→ **DOCUMENT EXCERPT**
━━━━

WAKING up with a hangover roughly the size of Grimsby, I recall the excitement of earlier this week. The binmen had come to recycle my bottles – a larger consignment than usual, which I had deposited in a giant green wheelie bin. 

As the empty vodka, gin and wine bottles crashed with a loud report into the back of the dustcart, it seems the sudden sound caused Household Cavalry horses to rear up with a start, throw off their riders and gallop frenziedly through the streets of Central London like harbingers of the Apocalypse. 

The moral of this story is never to miss bin day and allow your bottles to accumulate over a fortnight.

That lesson learned, I attend to my breakfast tray and peruse a periodical. Therein, I read that Conservative MP Mark Jenkinson has asserted that Labour’s plans to renationalise the railways would take us back to the dark days of the 1970s and herald ‘the return of the British Rail sandwich’. Mr Jenkinson was born in 1982.

━━━━

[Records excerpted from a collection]
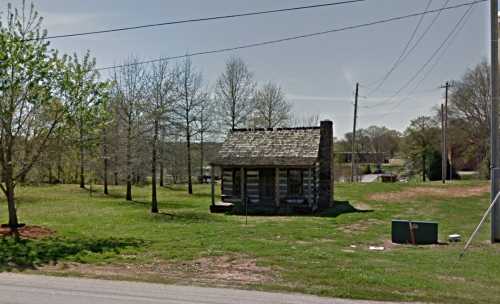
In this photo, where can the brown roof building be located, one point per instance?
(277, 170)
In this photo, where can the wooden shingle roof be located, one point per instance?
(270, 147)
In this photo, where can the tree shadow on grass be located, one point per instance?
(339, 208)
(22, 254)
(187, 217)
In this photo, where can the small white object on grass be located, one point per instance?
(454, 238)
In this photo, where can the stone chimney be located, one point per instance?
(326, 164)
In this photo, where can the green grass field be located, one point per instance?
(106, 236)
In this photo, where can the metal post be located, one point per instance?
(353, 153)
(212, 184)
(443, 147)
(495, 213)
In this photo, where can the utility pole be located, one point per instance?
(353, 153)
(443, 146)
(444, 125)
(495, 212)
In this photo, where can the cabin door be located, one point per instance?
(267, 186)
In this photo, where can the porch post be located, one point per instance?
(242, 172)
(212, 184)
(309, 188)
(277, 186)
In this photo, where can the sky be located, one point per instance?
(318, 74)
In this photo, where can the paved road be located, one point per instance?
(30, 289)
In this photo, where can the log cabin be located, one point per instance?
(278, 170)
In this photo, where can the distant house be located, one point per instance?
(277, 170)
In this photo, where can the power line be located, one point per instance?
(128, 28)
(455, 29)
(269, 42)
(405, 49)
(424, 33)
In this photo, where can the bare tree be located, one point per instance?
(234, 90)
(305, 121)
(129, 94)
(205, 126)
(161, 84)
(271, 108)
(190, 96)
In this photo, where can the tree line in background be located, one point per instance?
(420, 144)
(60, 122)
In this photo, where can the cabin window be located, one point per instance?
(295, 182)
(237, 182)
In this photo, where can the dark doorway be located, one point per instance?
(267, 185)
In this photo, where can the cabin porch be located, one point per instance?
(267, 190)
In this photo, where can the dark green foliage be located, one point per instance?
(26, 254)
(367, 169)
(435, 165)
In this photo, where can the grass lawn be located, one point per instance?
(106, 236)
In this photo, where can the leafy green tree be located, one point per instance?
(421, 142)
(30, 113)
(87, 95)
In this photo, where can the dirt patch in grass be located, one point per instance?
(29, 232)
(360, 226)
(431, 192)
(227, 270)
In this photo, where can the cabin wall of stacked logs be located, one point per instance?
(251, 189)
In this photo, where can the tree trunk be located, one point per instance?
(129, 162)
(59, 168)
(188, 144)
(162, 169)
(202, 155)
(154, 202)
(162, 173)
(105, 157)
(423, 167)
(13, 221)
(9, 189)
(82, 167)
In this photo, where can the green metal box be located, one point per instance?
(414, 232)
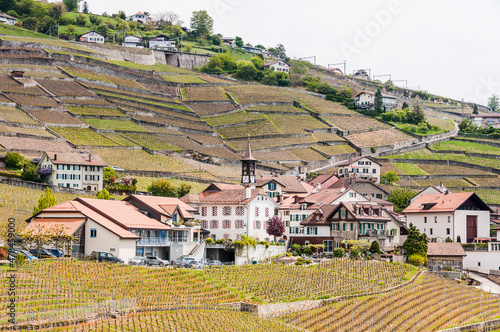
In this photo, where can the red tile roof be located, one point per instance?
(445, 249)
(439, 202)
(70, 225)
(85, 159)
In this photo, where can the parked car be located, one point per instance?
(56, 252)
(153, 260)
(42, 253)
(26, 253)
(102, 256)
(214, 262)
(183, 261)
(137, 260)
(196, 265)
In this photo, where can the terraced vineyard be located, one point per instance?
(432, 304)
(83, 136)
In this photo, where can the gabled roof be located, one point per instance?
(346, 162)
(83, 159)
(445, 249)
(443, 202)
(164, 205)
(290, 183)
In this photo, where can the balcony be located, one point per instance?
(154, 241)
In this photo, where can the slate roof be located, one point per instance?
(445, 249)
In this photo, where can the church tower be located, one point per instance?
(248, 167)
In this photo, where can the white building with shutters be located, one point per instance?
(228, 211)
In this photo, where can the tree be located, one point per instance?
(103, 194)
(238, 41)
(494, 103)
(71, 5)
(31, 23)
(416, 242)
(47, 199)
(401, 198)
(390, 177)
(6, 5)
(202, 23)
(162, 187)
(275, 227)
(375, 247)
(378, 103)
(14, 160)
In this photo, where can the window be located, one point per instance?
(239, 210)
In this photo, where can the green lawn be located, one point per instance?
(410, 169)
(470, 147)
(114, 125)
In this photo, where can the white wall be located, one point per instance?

━━━━

→ **QUESTIONS TO ANSWER**
a – Reproduce the stretch of the column excerpt from "WAKING up with" through "green wheelie bin.".
b – In what year was Mark Jenkinson born, according to the column excerpt?

→ **SOLUTIONS TO THE PROBLEMS**
a –
WAKING up with a hangover roughly the size of Grimsby, I recall the excitement of earlier this week. The binmen had come to recycle my bottles – a larger consignment than usual, which I had deposited in a giant green wheelie bin.

b – 1982